Please give the data below again in full, exactly as it stands.

########

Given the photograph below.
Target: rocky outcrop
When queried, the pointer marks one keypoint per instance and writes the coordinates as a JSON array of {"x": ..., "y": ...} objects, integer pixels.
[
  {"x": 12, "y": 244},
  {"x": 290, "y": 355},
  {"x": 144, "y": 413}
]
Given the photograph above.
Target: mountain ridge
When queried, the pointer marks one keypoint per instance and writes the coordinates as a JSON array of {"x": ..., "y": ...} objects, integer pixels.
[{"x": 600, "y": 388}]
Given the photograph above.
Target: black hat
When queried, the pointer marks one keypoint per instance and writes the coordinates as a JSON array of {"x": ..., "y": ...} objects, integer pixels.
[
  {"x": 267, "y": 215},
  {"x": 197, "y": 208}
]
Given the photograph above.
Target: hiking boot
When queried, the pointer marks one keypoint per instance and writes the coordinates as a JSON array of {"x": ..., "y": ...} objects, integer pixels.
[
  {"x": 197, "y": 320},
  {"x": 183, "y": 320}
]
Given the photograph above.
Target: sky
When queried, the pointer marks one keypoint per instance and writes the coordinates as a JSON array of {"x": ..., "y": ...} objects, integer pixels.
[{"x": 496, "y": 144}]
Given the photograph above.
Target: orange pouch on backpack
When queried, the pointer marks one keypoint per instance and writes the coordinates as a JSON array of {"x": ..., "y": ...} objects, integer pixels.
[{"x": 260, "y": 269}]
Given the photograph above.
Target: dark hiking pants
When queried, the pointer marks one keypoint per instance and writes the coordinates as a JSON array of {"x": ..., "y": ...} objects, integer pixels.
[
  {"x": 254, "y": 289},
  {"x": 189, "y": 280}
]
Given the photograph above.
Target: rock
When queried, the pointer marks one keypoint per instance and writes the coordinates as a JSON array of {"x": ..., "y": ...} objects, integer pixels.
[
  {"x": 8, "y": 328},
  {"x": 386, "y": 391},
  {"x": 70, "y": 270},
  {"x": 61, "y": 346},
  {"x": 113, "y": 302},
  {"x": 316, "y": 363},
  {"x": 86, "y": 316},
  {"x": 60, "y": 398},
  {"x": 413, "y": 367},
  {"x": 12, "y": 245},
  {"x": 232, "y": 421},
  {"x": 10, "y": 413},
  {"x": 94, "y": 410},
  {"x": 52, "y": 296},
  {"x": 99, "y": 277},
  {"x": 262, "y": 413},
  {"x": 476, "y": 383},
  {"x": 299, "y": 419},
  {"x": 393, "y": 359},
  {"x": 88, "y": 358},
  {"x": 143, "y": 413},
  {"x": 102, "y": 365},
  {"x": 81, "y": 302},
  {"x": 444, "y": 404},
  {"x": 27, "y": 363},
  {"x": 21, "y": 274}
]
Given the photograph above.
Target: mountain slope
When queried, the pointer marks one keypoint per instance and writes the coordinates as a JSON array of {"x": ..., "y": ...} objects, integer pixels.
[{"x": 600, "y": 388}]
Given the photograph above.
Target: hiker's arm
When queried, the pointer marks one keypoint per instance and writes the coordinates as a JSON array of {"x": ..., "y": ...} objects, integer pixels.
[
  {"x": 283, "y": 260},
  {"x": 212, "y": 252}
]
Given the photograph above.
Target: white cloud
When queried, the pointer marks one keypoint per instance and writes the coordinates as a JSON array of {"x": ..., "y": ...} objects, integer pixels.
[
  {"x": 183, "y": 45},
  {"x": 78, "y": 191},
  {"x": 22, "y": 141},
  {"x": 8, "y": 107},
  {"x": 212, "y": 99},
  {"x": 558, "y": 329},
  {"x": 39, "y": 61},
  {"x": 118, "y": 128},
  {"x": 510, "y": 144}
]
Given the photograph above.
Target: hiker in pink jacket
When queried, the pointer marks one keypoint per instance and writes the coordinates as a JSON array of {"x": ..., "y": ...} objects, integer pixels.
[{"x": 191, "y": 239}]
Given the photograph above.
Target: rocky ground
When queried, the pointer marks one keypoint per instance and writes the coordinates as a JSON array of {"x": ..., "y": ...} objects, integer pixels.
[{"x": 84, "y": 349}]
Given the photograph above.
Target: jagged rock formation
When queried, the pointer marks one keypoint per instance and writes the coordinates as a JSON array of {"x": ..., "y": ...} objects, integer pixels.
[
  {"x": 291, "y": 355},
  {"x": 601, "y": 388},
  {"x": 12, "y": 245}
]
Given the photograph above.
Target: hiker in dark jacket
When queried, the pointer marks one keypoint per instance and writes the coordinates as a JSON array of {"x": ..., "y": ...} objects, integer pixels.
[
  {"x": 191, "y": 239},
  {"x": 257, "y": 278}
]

########

Exercise response:
Given the photograph below.
Target: rocky outcrop
When queried, the pointer marks one keypoint per instance and writes the coordinates as a JSON array of {"x": ..., "y": ...} objects, integer pixels.
[
  {"x": 12, "y": 244},
  {"x": 290, "y": 355},
  {"x": 144, "y": 413}
]
Given the photograph above.
Target: mountain ridge
When queried, the pointer marks one keypoint per instance and writes the coordinates as a JSON array of {"x": ..., "y": ...} objects, integer pixels.
[{"x": 600, "y": 388}]
Given the photograph above.
Target: black hat
When queried, the pointer marks one keypoint per instance and writes the coordinates as a JSON array of {"x": ..., "y": ...} objects, integer pixels.
[
  {"x": 267, "y": 215},
  {"x": 197, "y": 208}
]
Given the photograph above.
Target: hiking boot
When queried, the pointer marks one keypoint per instance and writes the coordinates as a JSON array of {"x": ..., "y": ...} objects, integer pixels.
[
  {"x": 197, "y": 320},
  {"x": 183, "y": 320}
]
Given the photograph above.
Target: sky
When queried, the pointer marks one keypoint per instance and writes the coordinates as a JSON array of {"x": ..., "y": ...} objects, integer pixels.
[{"x": 496, "y": 144}]
Given the photograph above.
Target: orange pouch on backpack
When queried, the pointer marks one keypoint per instance and writes the coordinates as a JSON array of {"x": ..., "y": ...} objects, integer pixels.
[{"x": 260, "y": 269}]
Given the photograph above.
Target: dark hiking pants
When queried, the pointer marks one keypoint per instance and writes the coordinates as a JSON array of {"x": ..., "y": ...} objects, integer pixels.
[
  {"x": 254, "y": 289},
  {"x": 189, "y": 280}
]
Given the photograph above.
Target: rock
When queried, the pointer marks one keypoint per instance and writes the coordinates as a JSON array of {"x": ..., "y": ...} objects, integer pixels.
[
  {"x": 8, "y": 328},
  {"x": 386, "y": 391},
  {"x": 70, "y": 270},
  {"x": 61, "y": 346},
  {"x": 113, "y": 302},
  {"x": 316, "y": 363},
  {"x": 86, "y": 316},
  {"x": 60, "y": 398},
  {"x": 413, "y": 367},
  {"x": 12, "y": 245},
  {"x": 232, "y": 421},
  {"x": 10, "y": 413},
  {"x": 94, "y": 410},
  {"x": 52, "y": 296},
  {"x": 99, "y": 277},
  {"x": 262, "y": 413},
  {"x": 476, "y": 383},
  {"x": 299, "y": 419},
  {"x": 393, "y": 359},
  {"x": 88, "y": 358},
  {"x": 143, "y": 413},
  {"x": 102, "y": 365},
  {"x": 81, "y": 302},
  {"x": 444, "y": 404},
  {"x": 27, "y": 363},
  {"x": 21, "y": 274}
]
Given the photograph above.
Target: mountain slope
When queried, the pointer marks one keypoint per instance and writes the coordinates as a JSON array of {"x": ..., "y": ...} objects, integer pixels.
[{"x": 600, "y": 388}]
Given the photograph above.
Target: hiker's arm
When queried, the pointer marks one keypoint per instance and writes the coordinates as a JSON array of {"x": ..., "y": ...} objects, integer pixels.
[
  {"x": 283, "y": 260},
  {"x": 212, "y": 252}
]
Given the photograph above.
Target: white cloud
When queried, the pointer marks one keypoint per instance and writes the coordinates as a JSON array of {"x": ..., "y": ...} objects, integer pixels.
[
  {"x": 183, "y": 45},
  {"x": 78, "y": 191},
  {"x": 22, "y": 141},
  {"x": 8, "y": 107},
  {"x": 212, "y": 99},
  {"x": 558, "y": 329},
  {"x": 39, "y": 61},
  {"x": 118, "y": 128},
  {"x": 510, "y": 144}
]
Given the photograph above.
Target: hiker in pink jacket
When queried, the pointer marks one keypoint per instance and writes the coordinates as a JSON array of {"x": ..., "y": ...} objects, integer pixels.
[{"x": 191, "y": 239}]
Given the photograph above.
Target: rocky ground
When queried, the pointer marks one keypoint per instance and writes the coordinates as a JSON array of {"x": ..., "y": ...} objects, integer pixels.
[{"x": 84, "y": 349}]
Given the photograph above.
Target: jagged rock formation
When queried, the pointer marks one keypoint per instance and writes the coordinates as a JSON array of {"x": ..., "y": ...} objects, integer pixels.
[
  {"x": 291, "y": 355},
  {"x": 601, "y": 388},
  {"x": 12, "y": 245}
]
Given the photograph above.
Target: hiker in dark jacket
When queried, the pointer marks one keypoint per instance and writes the coordinates as a JSON array of {"x": ..., "y": ...} objects, integer pixels.
[
  {"x": 191, "y": 239},
  {"x": 257, "y": 278}
]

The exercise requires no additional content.